YOUR TASK:
Quote the listing below in its entirety, omitting every image.

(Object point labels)
════════════════════

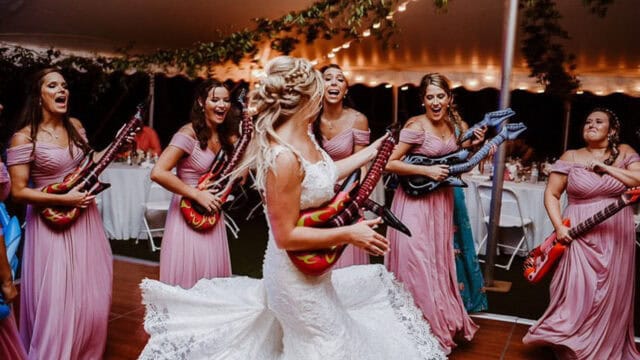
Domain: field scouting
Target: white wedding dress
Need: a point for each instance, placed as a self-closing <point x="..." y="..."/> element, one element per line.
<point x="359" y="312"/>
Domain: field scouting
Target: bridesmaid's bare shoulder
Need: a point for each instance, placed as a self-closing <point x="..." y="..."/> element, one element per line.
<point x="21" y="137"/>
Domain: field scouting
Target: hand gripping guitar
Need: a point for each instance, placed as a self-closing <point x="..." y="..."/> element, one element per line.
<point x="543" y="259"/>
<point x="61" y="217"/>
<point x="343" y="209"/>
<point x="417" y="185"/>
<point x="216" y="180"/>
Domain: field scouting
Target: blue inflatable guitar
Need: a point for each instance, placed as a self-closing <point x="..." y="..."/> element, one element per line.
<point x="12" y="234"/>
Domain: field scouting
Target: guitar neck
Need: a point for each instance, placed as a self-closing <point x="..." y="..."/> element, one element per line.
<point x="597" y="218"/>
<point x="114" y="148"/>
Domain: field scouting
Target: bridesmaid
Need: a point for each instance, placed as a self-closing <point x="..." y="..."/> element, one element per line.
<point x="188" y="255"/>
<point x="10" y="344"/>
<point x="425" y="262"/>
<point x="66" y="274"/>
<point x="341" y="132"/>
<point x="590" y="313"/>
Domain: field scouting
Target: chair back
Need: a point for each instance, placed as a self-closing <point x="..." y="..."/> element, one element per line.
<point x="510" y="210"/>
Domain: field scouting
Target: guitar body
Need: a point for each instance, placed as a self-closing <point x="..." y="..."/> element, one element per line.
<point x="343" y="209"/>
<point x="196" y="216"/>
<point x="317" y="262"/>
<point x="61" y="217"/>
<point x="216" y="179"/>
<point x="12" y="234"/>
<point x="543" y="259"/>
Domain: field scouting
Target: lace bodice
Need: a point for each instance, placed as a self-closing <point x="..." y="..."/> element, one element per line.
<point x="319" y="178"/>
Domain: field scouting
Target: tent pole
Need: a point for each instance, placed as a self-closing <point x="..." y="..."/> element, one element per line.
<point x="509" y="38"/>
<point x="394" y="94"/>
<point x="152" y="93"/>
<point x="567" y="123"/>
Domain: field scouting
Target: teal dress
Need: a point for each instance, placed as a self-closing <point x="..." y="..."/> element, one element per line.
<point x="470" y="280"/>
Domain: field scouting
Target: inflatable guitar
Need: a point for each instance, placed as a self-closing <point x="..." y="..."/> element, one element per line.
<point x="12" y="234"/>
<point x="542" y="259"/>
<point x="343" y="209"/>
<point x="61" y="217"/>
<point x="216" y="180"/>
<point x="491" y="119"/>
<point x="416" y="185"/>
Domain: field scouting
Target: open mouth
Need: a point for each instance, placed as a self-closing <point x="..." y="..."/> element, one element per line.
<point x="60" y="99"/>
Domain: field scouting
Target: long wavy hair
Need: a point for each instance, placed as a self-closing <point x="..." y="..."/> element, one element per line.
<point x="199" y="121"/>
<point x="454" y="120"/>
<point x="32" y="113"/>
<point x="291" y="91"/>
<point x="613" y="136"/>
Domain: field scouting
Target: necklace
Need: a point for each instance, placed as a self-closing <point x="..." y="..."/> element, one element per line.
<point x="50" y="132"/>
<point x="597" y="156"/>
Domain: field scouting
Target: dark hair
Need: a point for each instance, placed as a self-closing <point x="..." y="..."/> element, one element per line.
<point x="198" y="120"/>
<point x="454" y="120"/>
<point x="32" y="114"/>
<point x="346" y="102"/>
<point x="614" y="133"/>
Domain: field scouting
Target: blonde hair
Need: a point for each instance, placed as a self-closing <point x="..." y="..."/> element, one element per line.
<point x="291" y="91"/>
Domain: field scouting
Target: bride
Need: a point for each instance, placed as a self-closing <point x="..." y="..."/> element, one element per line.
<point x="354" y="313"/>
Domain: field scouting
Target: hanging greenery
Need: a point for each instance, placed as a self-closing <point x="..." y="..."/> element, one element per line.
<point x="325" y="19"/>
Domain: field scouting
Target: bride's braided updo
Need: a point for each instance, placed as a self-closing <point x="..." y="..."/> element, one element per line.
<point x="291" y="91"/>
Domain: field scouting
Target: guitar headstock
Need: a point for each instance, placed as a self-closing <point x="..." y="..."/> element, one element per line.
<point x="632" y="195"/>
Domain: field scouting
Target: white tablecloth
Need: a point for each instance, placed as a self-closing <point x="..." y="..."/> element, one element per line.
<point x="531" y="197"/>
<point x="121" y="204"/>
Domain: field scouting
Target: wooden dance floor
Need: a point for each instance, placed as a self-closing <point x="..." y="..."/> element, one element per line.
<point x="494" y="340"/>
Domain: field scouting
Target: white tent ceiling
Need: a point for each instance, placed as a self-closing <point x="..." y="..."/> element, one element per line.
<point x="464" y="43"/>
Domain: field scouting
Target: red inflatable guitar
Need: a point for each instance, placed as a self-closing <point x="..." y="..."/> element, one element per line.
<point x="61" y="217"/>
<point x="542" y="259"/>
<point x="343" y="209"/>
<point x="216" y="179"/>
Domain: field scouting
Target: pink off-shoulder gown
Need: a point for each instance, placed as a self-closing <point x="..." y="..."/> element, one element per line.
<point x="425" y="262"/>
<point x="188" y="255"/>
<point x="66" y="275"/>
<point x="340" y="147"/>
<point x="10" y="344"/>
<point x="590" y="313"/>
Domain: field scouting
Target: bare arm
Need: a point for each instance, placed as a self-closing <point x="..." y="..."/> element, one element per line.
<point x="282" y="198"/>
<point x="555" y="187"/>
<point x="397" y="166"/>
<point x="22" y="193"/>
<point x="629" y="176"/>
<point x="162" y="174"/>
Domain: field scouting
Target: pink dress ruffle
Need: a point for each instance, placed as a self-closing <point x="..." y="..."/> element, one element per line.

════════════════════

SOLUTION:
Domain: field scouting
Target: white wedding dress
Need: a point for each instance, placed as a self-closing <point x="..." y="..."/> element, one element per line.
<point x="359" y="312"/>
Domain: field scouting
Target: bridesmaid's bare shoulder
Need: a point for each instance, placed as a self-closing <point x="..." y="..."/> element, one element per line.
<point x="21" y="137"/>
Domain: field scouting
Target: hand gripping guitar
Need: a point for each instance, placed as a self-closing <point x="..." y="..."/> element, one element per line.
<point x="543" y="259"/>
<point x="61" y="217"/>
<point x="343" y="209"/>
<point x="417" y="185"/>
<point x="216" y="180"/>
Domain: field scouting
Target: blue inflatable guitar
Need: a point for each instance, placed as a self-closing <point x="..." y="..."/> element, one element per line.
<point x="12" y="234"/>
Domain: field scouting
Target: guitar neck
Need: a point for each instance, placed as a self-closing <point x="..." y="..."/> element, one element per line.
<point x="597" y="218"/>
<point x="114" y="148"/>
Domain: field scouting
Target: bridesmaid
Need: a point for each instance, placed as a self-closing <point x="..." y="..."/> element, one element per line.
<point x="188" y="255"/>
<point x="10" y="344"/>
<point x="425" y="262"/>
<point x="66" y="274"/>
<point x="341" y="132"/>
<point x="590" y="313"/>
Domain: field scouting
Target: chair back
Need: a point for each instance, placed as a self-closing <point x="..." y="..."/> element, one element per line.
<point x="510" y="210"/>
Domain: field scouting
Target: guitar body
Need: a point for each instance, placed as a self-closing <point x="..." y="..."/> element, one element per line.
<point x="343" y="209"/>
<point x="196" y="216"/>
<point x="317" y="262"/>
<point x="61" y="217"/>
<point x="216" y="179"/>
<point x="12" y="234"/>
<point x="543" y="259"/>
Domain: field scouting
Target: lace bodice
Need: a point for each instance, placed as a self-closing <point x="..." y="..."/> element, one element per line.
<point x="319" y="178"/>
Domain: field scouting
Target: tent pole
Need: a point for each instance, placed as a self-closing <point x="..." y="..."/> element, one element per line.
<point x="509" y="38"/>
<point x="394" y="94"/>
<point x="152" y="93"/>
<point x="567" y="123"/>
Domain: field scouting
Target: teal dress
Need: a point for each instance, placed as a self-closing <point x="..." y="..."/> element, one element per line.
<point x="470" y="280"/>
Domain: field scouting
Target: inflatable guitar
Need: a point for each instance, placed as a self-closing <point x="..." y="..."/> element, one element per line.
<point x="12" y="234"/>
<point x="542" y="259"/>
<point x="343" y="209"/>
<point x="61" y="217"/>
<point x="216" y="180"/>
<point x="491" y="119"/>
<point x="416" y="185"/>
Domain: field scouting
Target: open mouth
Need: a point for each instance, placed as a self-closing <point x="..." y="..."/> element, one element per line.
<point x="60" y="99"/>
Domain: field scouting
Target: long wavy hair
Need: a point for each instance, placed as a self-closing <point x="..." y="..."/> element, one element per line.
<point x="199" y="121"/>
<point x="454" y="120"/>
<point x="32" y="113"/>
<point x="291" y="91"/>
<point x="613" y="136"/>
Domain: field scouting
Target: necklace
Need: a point for each instance, placed as a self-closing <point x="..." y="..."/> element, one element per line.
<point x="50" y="132"/>
<point x="597" y="156"/>
Domain: field scouting
Target: dark hair
Need: a point for each instance, placed as a self-closing <point x="..." y="..."/> element, one element per line.
<point x="198" y="120"/>
<point x="454" y="120"/>
<point x="32" y="114"/>
<point x="346" y="102"/>
<point x="614" y="133"/>
Domain: field scouting
Target: blonde hair
Need: a point for each instance, placed as a self-closing <point x="..." y="..."/> element, one element per line.
<point x="291" y="91"/>
Domain: field scouting
Target: bride
Need: a point for each instance, placed as a self-closing <point x="..." y="..."/> element, one element per line.
<point x="354" y="313"/>
Domain: field scouting
Target: hanging greenery
Need: a point for each instance, placed as a self-closing <point x="..." y="..."/> element, one element per line.
<point x="325" y="19"/>
Domain: field scouting
Target: bride's braided updo
Need: a point for each instance, placed as a self-closing <point x="..." y="..."/> element, one element per line.
<point x="291" y="91"/>
Domain: field scouting
Target: guitar headstock
Need: a point for each instance, placed as a self-closing <point x="..." y="..."/> element, one element per line.
<point x="632" y="195"/>
Domain: field scouting
Target: white tablecloth
Need: a point for each instance, placed as a self-closing <point x="..." y="..."/> element, one element per line.
<point x="531" y="197"/>
<point x="121" y="204"/>
Domain: field scouting
Target: wooden dance floor
Need: a point for each instance, placed as a self-closing <point x="..." y="..."/> element, one element per line.
<point x="494" y="340"/>
Domain: field scouting
Target: white tent ceiling
Need: a point for each instance, placed as a self-closing <point x="..." y="..."/> element, one element per line.
<point x="464" y="43"/>
Domain: field scouting
Target: red inflatable guitar
Need: a point for each instance, placed as a self-closing <point x="..." y="..."/> element, one element per line.
<point x="61" y="217"/>
<point x="542" y="259"/>
<point x="343" y="209"/>
<point x="216" y="179"/>
Domain: field scouting
Target: pink off-shoulder gown
Need: a point for each instance, placed as a self-closing <point x="..." y="..."/> element, one element per line.
<point x="425" y="262"/>
<point x="188" y="255"/>
<point x="66" y="275"/>
<point x="340" y="147"/>
<point x="10" y="344"/>
<point x="590" y="313"/>
Domain: field scouting
Target: bare arm
Need: a point for each instance, placed as a self-closing <point x="..." y="..."/> element, one element per line.
<point x="282" y="198"/>
<point x="555" y="187"/>
<point x="397" y="166"/>
<point x="22" y="193"/>
<point x="629" y="176"/>
<point x="162" y="174"/>
Domain: field scouting
Target: pink dress ruffle
Need: a point for each instance, placed as a self-closing <point x="..." y="..."/> element, one element per line.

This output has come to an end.